● GIVEN INSTRUCTION 1
Could you output the rows as a JSON list of strings, starting with the line that contains "If you could tag the blurred" and going on through the end of the rows, with one string per line and blank lines left out?
═════ PASSAGE PROVIDED ═════
Latest posts by Bookertoo

Glass V Polycarbonate Greenhouse

Posted: 13/10/2014 at 12:16

Although I dearly love my wood and glass greenhouse, the glass in clearer and lets in more light than a polycarbonate one, and the wood is warmer than metal, I would not have one on an allotment.  Sadly there are too many twerps who would break the glass just for 'fun', and that leaves the possibility of injury to an innocent passer-by.   The point about larger animals is a good one, though would not apply to all.  Keep the glass greenhouse for the garden, if it is reasonably secure from trespass, and the polycarbonate for areas that may be public - sad, but true. 

Christmas stuff in shop

Posted: 09/10/2014 at 23:19

Have any of the grumblers about early Christmas stockists ever thought about it from some other peoples points of view?  If you want to send cards or gifts long distance overseas by surface mail you've almost missed the boat - it needs to go out NOW!! Also, for many people there are only 2 more pay days between now and the holiday - buying a little each week may help those on a tight budget.  Some firms will pay people their January wages before Christmas - just think what that does to new year and January? Not everyone can afford time or money to wait till December.   Yes, there are times it drives some people mad, but for some the possibility of getting things sent at all is the difference between being able to send to say Australia by surface mail, and not being able to afford air mail - maybe think a little before sounding off?
═════ EXERCISE INPUTS ═════
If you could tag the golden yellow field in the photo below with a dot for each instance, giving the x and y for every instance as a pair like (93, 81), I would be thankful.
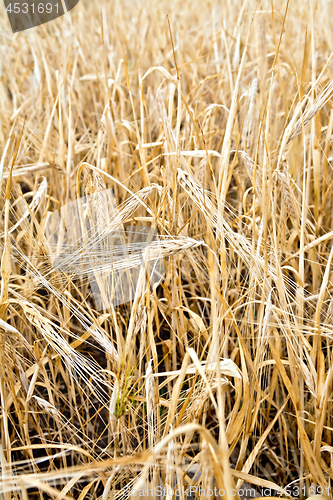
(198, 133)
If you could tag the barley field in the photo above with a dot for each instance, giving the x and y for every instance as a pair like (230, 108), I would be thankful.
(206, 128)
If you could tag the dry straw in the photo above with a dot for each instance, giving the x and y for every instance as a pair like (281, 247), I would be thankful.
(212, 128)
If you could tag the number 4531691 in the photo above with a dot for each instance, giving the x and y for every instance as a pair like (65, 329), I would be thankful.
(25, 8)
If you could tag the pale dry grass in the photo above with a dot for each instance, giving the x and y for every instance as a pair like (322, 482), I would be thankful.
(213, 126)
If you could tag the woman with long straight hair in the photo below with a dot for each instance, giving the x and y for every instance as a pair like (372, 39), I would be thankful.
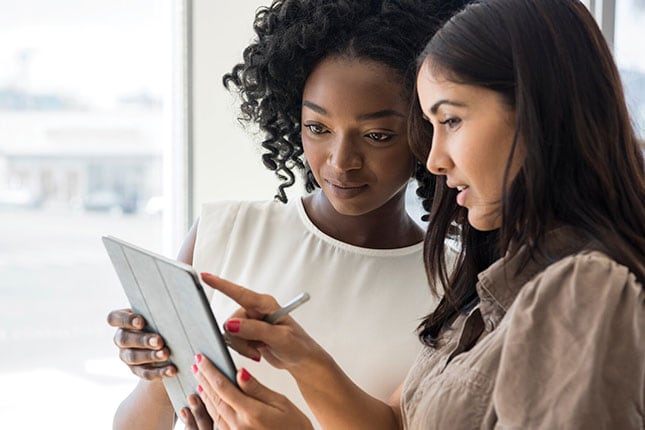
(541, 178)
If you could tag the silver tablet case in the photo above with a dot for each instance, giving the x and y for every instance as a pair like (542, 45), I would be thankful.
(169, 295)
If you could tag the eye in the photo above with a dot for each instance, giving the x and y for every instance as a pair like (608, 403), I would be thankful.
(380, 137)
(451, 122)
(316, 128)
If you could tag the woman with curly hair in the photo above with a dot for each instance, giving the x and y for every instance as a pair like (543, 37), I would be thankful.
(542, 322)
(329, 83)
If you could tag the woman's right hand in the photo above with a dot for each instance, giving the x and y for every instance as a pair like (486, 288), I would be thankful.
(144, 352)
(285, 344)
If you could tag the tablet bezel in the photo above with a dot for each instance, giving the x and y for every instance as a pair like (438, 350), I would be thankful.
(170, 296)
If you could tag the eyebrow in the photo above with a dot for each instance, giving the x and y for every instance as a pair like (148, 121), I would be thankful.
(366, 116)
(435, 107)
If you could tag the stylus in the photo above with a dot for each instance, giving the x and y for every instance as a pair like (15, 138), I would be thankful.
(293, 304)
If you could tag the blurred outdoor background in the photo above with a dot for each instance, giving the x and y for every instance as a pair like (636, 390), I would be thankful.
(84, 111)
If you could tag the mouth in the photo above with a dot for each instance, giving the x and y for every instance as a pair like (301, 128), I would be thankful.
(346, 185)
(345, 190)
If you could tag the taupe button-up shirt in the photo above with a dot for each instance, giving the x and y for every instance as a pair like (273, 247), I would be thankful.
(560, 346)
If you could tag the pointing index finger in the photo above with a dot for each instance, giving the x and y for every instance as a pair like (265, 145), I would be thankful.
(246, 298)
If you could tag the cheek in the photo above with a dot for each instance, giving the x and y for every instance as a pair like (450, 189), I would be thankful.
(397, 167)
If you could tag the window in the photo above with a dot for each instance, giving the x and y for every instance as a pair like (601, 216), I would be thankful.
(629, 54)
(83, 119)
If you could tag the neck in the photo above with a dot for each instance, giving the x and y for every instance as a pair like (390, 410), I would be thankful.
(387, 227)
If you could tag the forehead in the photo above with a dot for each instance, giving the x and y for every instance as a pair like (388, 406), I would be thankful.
═════
● GIVEN INSTRUCTION 2
How does the greenhouse post read, starting with "Posted: 13/10/2014 at" and going on through "sad, but true.", if "twerps" is swapped for "vandals"?

● PROBLEM SOLUTION 1
[
  "If you could tag the blurred outdoor background in the photo above with a dot for each instance, giving the x and y for every instance as a pair like (636, 390), I would be thankful.",
  "(84, 111)",
  "If you could tag the mouth in the photo above with a dot for each instance, giving the x and y for every instance as a pair like (301, 128), I would be thankful.",
  "(346, 185)",
  "(345, 190)",
  "If you could tag the taupe button-up shirt in the photo above with a dot for each instance, giving the x and y for every instance as a pair like (273, 247), I would be thankful.",
  "(560, 346)",
  "If you could tag the pointing index finger in the photo above with a dot for each instance, giving the x and y for every instance as a pair like (265, 145), I would be thankful.",
  "(246, 298)",
  "If you could tag the cheek in the photo above with a dot for each instance, giving the x and y for every instance as a pair like (450, 189), I would be thankful.",
  "(397, 167)",
  "If you could tag the window in the photo above with a dot for each instance, giving the x and y for every instance as a pair like (601, 216), I would be thankful.",
  "(629, 54)",
  "(83, 119)",
  "If you could tag the neck in the photo above with a dot for each instance, giving the x and y for every instance as a pair like (390, 410), I would be thankful.",
  "(387, 227)",
  "If you could tag the forehead in the photo above with a dot for each instance, giving the x and y for every instance as a pair like (388, 406), I would be thankful."
]

● PROBLEM SOLUTION 2
Posted: 13/10/2014 at 12:16

Although I dearly love my wood and glass greenhouse, the glass in clearer and lets in more light than a polycarbonate one, and the wood is warmer than metal, I would not have one on an allotment.  Sadly there are too many vandals who would break the glass just for 'fun', and that leaves the possibility of injury to an innocent passer-by.   The point about larger animals is a good one, though would not apply to all.  Keep the glass greenhouse for the garden, if it is reasonably secure from trespass, and the polycarbonate for areas that may be public - sad, but true.